## Extrait du texte
Parmi les 40 recommandations du rapport :

  • discuter sérieusement de l’assainissement de la rivière Wabigoon en incluant la Première Nation de Grassy Narrows;
  • mener un sondage alimentaire dans la réserve pour mesurer l’ampleur de la contamination au mercure;
  • étudier l’impact de l’activité forestière sur les niveaux de mercure dans le réseau hydrographique English-Wabigoon;
  • s’assurer qu’il n’y a plus de mercure qui s’écoule de l’ancienne papetière de Dryden;
  • revoir les mises en garde pour la consommation de poisson et communiquer de façon adéquate avec la communauté;
  • surveiller à long terme l’évolution des niveaux de mercure dans tous les plans d’eau près de Grassy Narrows;
  • mettre sur pied un centre de recherche dans la communauté pour mettre en oeuvre les recommandations du rapport.

Dans sa recherche, l’auteure Patricia Sellers a rassemblé le peu d’études portant sur la situation à Grassy Narrows, mais a mis en lumière que trois d’entre elles ont déjà recommandé la décontamination des plans d’eau.

Les niveaux de mercure dans certains lacs de la région sont d’ailleurs deux fois supérieurs au seuil qui oblige leur assainissement. « Les chercheurs qui ont recommandé la décontamination par le passé me disent qu’ils ne comprennent pas pourquoi rien n’a été fait depuis », affirme-t-elle.

La scientifique souligne aujourd’hui qu’un nouveau plan doit être mis sur pied. « Les recommandations du passé, même si plusieurs sont toujours valides, doivent être ajustées à la réalité d’aujourd’hui et les percées de la recherche sur la contamination au mercure », précise Patricia Sellers.

(Cliquez ici pour écouter l’entrevue avec l’avocate et alliée de Grassy Narrows, Monique Woolnough, sur un appareil mobile)

Pêcherie détruite et résidents empoisonnés

Une cinquantaine d’années après la contamination, les résidents de Grassy Narrows continuent à s’alimenter avec le poisson pêché à même le réseau hydrographique English-Wabigoon.

Les niveaux de mercure sont cependant 8 à 20 fois supérieurs au seuil considéré comme sécuritaire au Canada dans le lac Clay et la rivière Wabigoon, notamment, et sont en hausse dans beaucoup d’autres plans d’eau ciblés pour la pêche, d’après le rapport.

« Comment compter sur le poisson pour se nourrir quand les niveaux de mercure sont dangereux pour la consommation humaine? »— Le résident de Grassy Narrows Shoon Keewatin.

Avec une épicerie à une heure de route de la réserve, le poisson demeure l’aliment le plus accessible et le plus abordable pour les résidents de Grassy Narrows.

## Données fournies
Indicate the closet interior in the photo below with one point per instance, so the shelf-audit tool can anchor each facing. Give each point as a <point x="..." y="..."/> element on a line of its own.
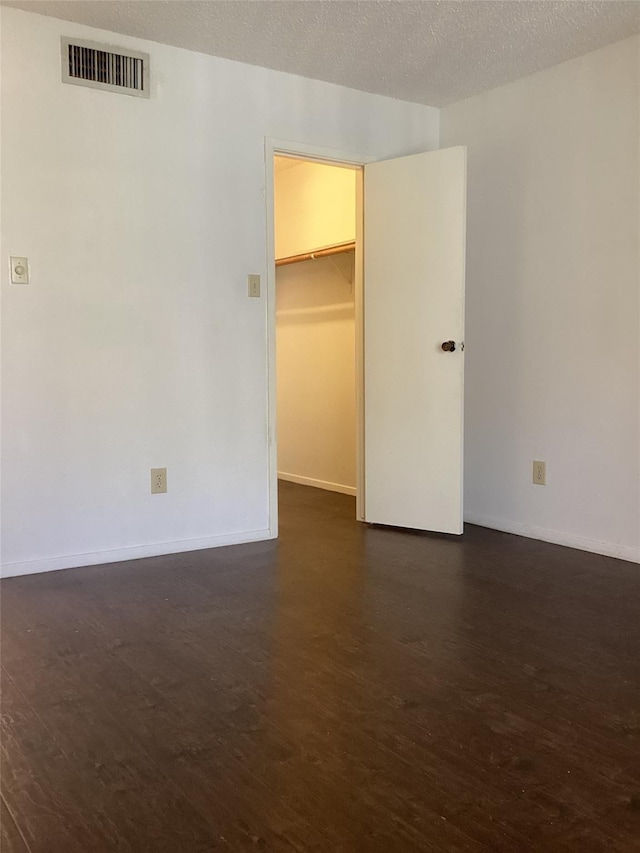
<point x="315" y="232"/>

## Consigne
Recopiez l'extrait sur le mercure à Grassy Narrows entre « Une cinquantaine d’années » et « Narrows Shoon Keewatin. », inclus, en substituant « gibier » à « poisson ».

## Réponse rédigée
Une cinquantaine d’années après la contamination, les résidents de Grassy Narrows continuent à s’alimenter avec le gibier pêché à même le réseau hydrographique English-Wabigoon.

Les niveaux de mercure sont cependant 8 à 20 fois supérieurs au seuil considéré comme sécuritaire au Canada dans le lac Clay et la rivière Wabigoon, notamment, et sont en hausse dans beaucoup d’autres plans d’eau ciblés pour la pêche, d’après le rapport.

« Comment compter sur le gibier pour se nourrir quand les niveaux de mercure sont dangereux pour la consommation humaine? »— Le résident de Grassy Narrows Shoon Keewatin.